Personal information
- Born: June 23, 1995 (age 30) Gadsden, Alabama, U.S.
- Height: 6 ft 3 in (1.91 m)
- Weight: 221 lb (100 kg)

Career information
- High school: Gadsden (AL) City
- College: Faulkner (2013) Itawamba (2014) Golden West (2015) California (2016-2017)
- NFL draft: 2018: undrafted

Career history
- Tennessee Titans (2018)*; Jacksonville Jaguars (2018)*; Indianapolis Colts (2019)*; Buffalo Bills (2019)*; Washington Redskins / Football Team (2019–2020); Houston Texans (2021); Las Vegas Raiders (2022)*; Seattle Sea Dragons (2023); San Antonio Brahmas (2024)*;
- * Offseason and/or practice squad member only
- Stats at Pro Football Reference

= Jordan Veasy =

American football player (born 1995)

Jordan Veasy (born June 23, 1995) is an American football wide receiver. He played college football at California and signed as an undrafted free agent with the Tennessee Titans in 2018. He has been a member of several other National Football League (NFL) teams.

== Early life and college ==
Veasy attended Gadsden City High School in Gadsden, Alabama. He initially played baseball as a shortstop until hitting a major growth spurt after his junior year. He then played football for the first time as a senior, catching 23 passes for 637 yards and 9 touchdowns in his lone season playing high school football. After graduating from high school in 2013, he enrolled in Faulkner University, a small private university in Montgomery, Alabama with an NAIA football program. He appeared in 6 games as a true freshman at Faulkner, recording 5 receptions for 75 yards and 3 touchdowns. After one year at Faulkner, Veasy transferred to Itawamba Community College, but did not play for their football team. He then transferred again to Golden West College in Huntington Beach, California. During his lone season at Golden West in 2015, Veasy played in 11 games, recording 63 receptions for 1,036 yards and 11 touchdowns.

A 3-star junior college wide receiver recruit entering the 2016 season, Veasy committed to California over offers from Eastern Michigan, Fresno State, Georgia State, Middle Tennessee State, South Alabama, and UAB, among others. As a junior in 2016, Veasy played in 12 games with 3 starts, catching 25 passes for 306 yards and 3 touchdowns. As a senior in 2017, Veasy played in 12 games with 10 starts, catching 38 passes for 491 yards and 6 touchdowns. In total, during his two seasons at Cal, Veasy played in 24 games with 13 starts, recording 63 receptions for 797 yards and 9 touchdowns.
★ ★ ★ ★ ★
In the Jordan Veasy article, which sport did he play at Gadsden City High School before his growth spurt, and in what position? Answer using only the text above.
★ ★ ★ ★ ★
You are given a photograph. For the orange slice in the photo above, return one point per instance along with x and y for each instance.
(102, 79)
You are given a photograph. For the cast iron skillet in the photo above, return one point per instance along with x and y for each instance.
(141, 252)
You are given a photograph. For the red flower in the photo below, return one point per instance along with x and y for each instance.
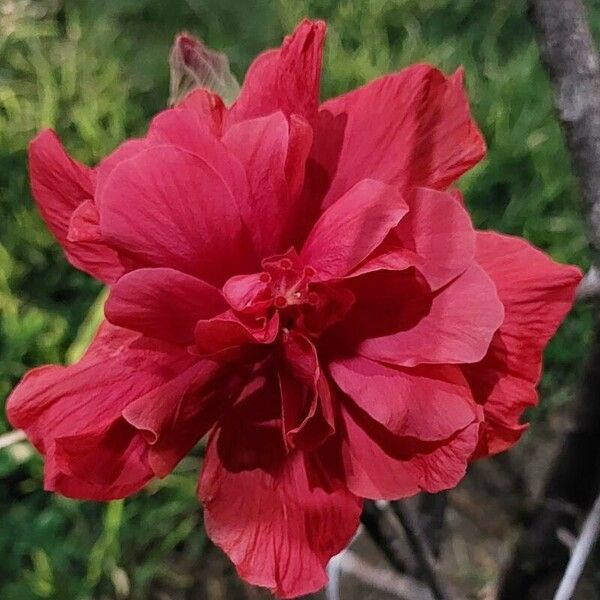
(296, 280)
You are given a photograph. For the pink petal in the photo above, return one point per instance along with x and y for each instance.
(283, 538)
(262, 147)
(382, 466)
(227, 331)
(352, 228)
(208, 106)
(457, 328)
(430, 402)
(248, 293)
(286, 79)
(84, 225)
(307, 411)
(65, 410)
(163, 303)
(100, 465)
(60, 185)
(537, 293)
(410, 129)
(439, 231)
(166, 207)
(174, 417)
(126, 150)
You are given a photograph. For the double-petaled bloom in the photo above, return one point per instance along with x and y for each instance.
(295, 279)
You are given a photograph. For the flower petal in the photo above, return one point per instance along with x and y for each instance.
(100, 465)
(226, 331)
(174, 417)
(349, 230)
(457, 329)
(381, 466)
(430, 402)
(439, 231)
(307, 411)
(283, 538)
(66, 410)
(208, 106)
(410, 129)
(60, 185)
(166, 207)
(262, 147)
(286, 79)
(163, 303)
(537, 293)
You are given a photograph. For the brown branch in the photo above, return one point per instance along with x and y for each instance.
(581, 552)
(389, 527)
(421, 549)
(432, 510)
(391, 546)
(573, 482)
(571, 60)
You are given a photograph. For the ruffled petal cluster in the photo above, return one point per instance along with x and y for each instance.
(300, 281)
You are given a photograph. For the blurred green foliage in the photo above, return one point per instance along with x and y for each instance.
(97, 71)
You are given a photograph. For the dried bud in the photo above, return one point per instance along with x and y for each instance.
(194, 65)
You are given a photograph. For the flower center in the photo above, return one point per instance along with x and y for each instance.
(288, 282)
(293, 290)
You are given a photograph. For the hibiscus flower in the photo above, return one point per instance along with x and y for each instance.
(296, 280)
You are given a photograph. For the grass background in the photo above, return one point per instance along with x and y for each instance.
(96, 71)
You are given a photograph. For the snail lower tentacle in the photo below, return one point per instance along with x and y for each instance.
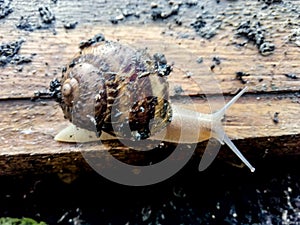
(112, 88)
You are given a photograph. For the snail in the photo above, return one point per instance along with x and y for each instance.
(110, 88)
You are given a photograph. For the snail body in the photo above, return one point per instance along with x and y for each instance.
(110, 90)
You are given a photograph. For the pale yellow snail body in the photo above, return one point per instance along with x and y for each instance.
(110, 91)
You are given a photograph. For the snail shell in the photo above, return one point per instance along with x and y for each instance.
(109, 86)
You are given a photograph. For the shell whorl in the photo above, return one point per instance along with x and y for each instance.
(114, 88)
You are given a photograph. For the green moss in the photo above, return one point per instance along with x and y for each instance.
(16, 221)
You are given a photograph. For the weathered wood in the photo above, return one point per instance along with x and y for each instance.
(27, 128)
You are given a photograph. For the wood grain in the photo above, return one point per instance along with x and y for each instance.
(27, 127)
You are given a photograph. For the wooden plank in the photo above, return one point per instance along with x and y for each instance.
(26, 126)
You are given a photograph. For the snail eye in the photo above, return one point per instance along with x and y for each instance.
(66, 89)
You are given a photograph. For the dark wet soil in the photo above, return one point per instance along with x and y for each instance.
(220, 195)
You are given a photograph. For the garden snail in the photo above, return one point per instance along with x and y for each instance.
(109, 87)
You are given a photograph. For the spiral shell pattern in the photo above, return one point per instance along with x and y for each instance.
(113, 88)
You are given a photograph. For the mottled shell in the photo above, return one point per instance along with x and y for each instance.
(114, 88)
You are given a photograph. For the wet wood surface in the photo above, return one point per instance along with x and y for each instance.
(264, 123)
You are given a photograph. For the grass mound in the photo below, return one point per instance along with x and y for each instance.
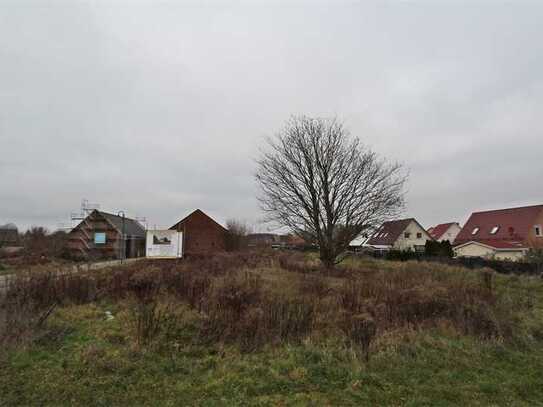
(272, 329)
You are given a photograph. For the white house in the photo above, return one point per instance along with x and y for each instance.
(404, 234)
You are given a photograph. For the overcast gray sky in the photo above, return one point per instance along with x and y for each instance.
(159, 108)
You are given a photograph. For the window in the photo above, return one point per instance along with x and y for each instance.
(99, 238)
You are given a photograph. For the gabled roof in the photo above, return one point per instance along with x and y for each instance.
(131, 227)
(438, 231)
(197, 212)
(513, 224)
(389, 232)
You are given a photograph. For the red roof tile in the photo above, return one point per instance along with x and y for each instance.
(501, 244)
(514, 224)
(389, 232)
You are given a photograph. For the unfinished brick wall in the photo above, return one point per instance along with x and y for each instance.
(201, 234)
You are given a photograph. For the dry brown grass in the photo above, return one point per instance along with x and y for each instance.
(258, 299)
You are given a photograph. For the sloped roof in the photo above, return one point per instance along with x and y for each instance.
(514, 224)
(131, 227)
(389, 232)
(437, 231)
(197, 212)
(498, 244)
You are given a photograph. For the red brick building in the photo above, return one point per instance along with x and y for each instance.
(201, 234)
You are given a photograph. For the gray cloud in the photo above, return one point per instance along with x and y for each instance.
(160, 108)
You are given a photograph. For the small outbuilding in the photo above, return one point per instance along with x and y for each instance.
(201, 234)
(445, 231)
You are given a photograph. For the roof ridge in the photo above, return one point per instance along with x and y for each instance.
(512, 208)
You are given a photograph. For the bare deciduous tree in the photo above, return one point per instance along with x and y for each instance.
(237, 234)
(323, 184)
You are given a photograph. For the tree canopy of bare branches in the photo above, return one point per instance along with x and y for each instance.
(324, 185)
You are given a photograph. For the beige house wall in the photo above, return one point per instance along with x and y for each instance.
(477, 250)
(403, 243)
(473, 250)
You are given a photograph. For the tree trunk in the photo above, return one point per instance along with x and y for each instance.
(327, 257)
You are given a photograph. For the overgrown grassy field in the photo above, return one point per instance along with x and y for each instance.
(273, 330)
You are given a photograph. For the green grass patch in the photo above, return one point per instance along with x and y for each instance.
(89, 360)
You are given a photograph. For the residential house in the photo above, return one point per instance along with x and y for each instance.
(404, 234)
(501, 234)
(102, 235)
(445, 231)
(201, 234)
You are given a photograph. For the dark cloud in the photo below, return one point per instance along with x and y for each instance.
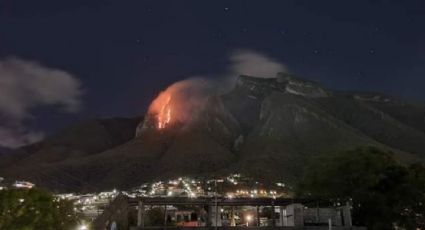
(25, 85)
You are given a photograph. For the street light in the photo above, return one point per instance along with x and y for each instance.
(248, 219)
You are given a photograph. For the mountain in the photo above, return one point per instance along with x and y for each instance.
(268, 128)
(4, 150)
★ ★ ★ ★ ★
» WRITTEN REPLY:
Baseball, as a shortstop.